AIM OF THE EXERCISE:
In the text on Catholic hospitals and contraceptive coverage, why does the writer think the plan to buy up contraceptives and destroy them would not cut their availability or raise their prices? Answer in one to three sentences.

GIVEN TEXT:
------------------------------------
A Catholic hospital forced to provide contraceptive coverage could . . . seek to hire only those personnel who it was confident supported the mission of the Church, including its pro-life, pro-family mission. (That Catholic hospitals and universities have not done this is perhaps their greatest failing in their apostolic work, a failing that has contributed to the current HHS crisis in various ways.)

In some ideal sense, such a proposal may well make sense, but according to this page at the site of the United States Conference of Catholic Bishops, there are about 600,000 full-time employees of Catholic hospitals and related entities in the United States. Although I happen to agree with the Church’s teaching on contraception, I recognize that this places me in a very small minority (probably no more than two or three percent) of my co-religionists and an even smaller minority among the general population. I rather doubt that there even are 600,000 people qualified for the jobs who affirm the Church’s teachings on contraception. To be sure, this is in part due to the abysmal catechesis that the Church has provided Christ’s faithful for the last forty-five years, but wide and deep support for contraception is now—pardon the term—one of the facts of life, and it will not change anytime soon. Thus, even if it were legal, attempting to staff Catholic hospitals with people who agree with Humanae Vitae is utterly impracticable. It would be great if more people agreed with us, but until that happens, we need political strategies adapted to the situation of a small minority in a pluralistic liberal democracy.

Here’s the second thing I disagree about in Tollefsen’s post:

Perhaps [Catholic hospitals and universities] could request of their employees a “run” on the available contraceptives, and then publicly destroy, in protest, everything that had been obtained.

I have great respect for Christopher Tollefsen as a philosopher, and everything he writes is worth reading, but this proposal is simply harebrained. Because the financial capacity of the employees of Catholic hospitals and universities is small relative to the size of the contraception industry, and because the ability of that industry to expand production is very substantial, there is no chance that this proposal would reduce the availability of the products in question or increase their prices. In general, buying the products of companies in business to make money by selling such products is unlikely to harm those companies. On the contrary, it merely enriches those companies and impoverishes the people foolish enough to participate in such a scheme. Nor would such  a public spectacle change anyone’s mind about the morality of contraception. For the time being, I happen to work for a Catholic university, albeit one extremely unlikely to adopt Tollefsen’s proposal. If my university surprises me, however, and requests that I hit the local CVS to buy up all the condoms and then join my co-workers in a great Bonfire of the Rubbers, I intend to take a pass.
------------------------------------
SUPPLIED ENTRIES:
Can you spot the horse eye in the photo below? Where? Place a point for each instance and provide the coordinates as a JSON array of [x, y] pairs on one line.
------------------------------------
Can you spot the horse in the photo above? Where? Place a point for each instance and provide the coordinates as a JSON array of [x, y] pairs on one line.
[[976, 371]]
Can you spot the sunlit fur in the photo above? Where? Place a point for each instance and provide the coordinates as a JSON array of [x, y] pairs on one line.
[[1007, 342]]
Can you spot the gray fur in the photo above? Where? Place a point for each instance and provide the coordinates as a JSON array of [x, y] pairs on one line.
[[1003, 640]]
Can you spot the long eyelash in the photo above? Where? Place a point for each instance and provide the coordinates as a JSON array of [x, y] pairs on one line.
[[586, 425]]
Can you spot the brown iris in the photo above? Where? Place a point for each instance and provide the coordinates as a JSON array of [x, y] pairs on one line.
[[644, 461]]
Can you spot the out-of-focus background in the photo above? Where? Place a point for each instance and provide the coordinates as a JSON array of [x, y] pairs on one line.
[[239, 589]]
------------------------------------
SOLUTION TO THE PROBLEM:
The employees of Catholic hospitals and universities have little buying power compared with the size of the contraception industry, and that industry can greatly expand its production. Buying from companies that sell such products would only enrich those companies and impoverish the buyers.